=== TASK REQUIREMENTS ===
Every line in the listing is to be echoed verbatim.

(Position annotation records)
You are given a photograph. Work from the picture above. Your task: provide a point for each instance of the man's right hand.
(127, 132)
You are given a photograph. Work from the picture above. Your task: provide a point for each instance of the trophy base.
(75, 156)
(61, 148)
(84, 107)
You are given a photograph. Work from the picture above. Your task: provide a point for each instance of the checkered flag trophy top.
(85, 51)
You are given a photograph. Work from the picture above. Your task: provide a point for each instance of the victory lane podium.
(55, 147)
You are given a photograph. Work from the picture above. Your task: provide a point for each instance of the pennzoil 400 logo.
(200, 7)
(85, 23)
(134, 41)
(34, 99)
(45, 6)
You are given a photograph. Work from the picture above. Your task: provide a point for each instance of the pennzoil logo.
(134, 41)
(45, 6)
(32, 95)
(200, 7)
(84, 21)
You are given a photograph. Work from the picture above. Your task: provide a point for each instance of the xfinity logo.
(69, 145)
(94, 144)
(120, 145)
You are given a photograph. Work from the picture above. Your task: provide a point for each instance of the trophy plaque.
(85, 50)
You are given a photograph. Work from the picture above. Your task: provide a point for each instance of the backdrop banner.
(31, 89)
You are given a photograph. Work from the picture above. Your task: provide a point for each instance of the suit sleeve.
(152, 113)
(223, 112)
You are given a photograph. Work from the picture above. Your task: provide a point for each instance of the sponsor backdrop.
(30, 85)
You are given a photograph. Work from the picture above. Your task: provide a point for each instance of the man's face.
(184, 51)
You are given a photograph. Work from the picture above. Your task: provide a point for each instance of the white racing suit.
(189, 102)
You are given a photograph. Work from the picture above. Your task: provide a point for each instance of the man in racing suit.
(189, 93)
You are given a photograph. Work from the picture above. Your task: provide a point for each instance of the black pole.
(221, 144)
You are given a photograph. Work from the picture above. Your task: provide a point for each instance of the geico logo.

=== TASK ANSWER ===
You are given a photograph. Work from the picture above. Your task: provide a point for each instance of the man's right hand.
(127, 132)
You are given a photograph. Work from the picture above. Your task: provide a point for each instance of the trophy base.
(75, 156)
(61, 148)
(84, 107)
You are given a photograph. Work from the picture above. Your task: provide a point for each instance of the checkered flag trophy top.
(85, 51)
You are given a photograph. Work from the picture above. Your task: provide a point for each instance of the victory lane podium.
(55, 147)
You are given a photograph. Work from the picture above. Your task: provide a point for each instance of the pennzoil 400 logo.
(200, 7)
(85, 23)
(134, 41)
(34, 99)
(45, 6)
You are given a photograph. Work from the picture above. Your task: provide a point for each instance of the pennzoil logo.
(134, 41)
(45, 6)
(32, 95)
(200, 7)
(84, 21)
You are given a photograph. Work from the picture above. Your task: provide a point for each instance of the xfinity logo.
(69, 145)
(94, 144)
(120, 145)
You are given a photograph. Work from the picture above. Your task: provide a point for each instance of the trophy plaque.
(85, 50)
You are given a photograph. Work from the picture above. Your task: provide a point for each instance of the backdrop banner.
(31, 89)
You are given a photograph. Work from the picture above. Your task: provide a point for each instance of the suit sleeve.
(152, 113)
(223, 112)
You are given a photograph. Work from the picture above. Your task: provide a point for each instance of the sponsor backdrop.
(30, 85)
You are given a photograph. Work from the picture above. Your task: provide a point for each instance of the man's face.
(184, 51)
You are given a photograph. Work from the picture above. Your task: provide a point for each instance of the white racing suit.
(189, 102)
You are given a photograph. Work from the picture above. Your task: provide a point for each instance of the man in racing suit.
(189, 93)
You are given a photograph. Work from the picture above. Your task: provide a point for each instance of the black pole.
(221, 144)
You are given a photograph. Work from the picture above. Your task: provide a point for each instance of the geico logo.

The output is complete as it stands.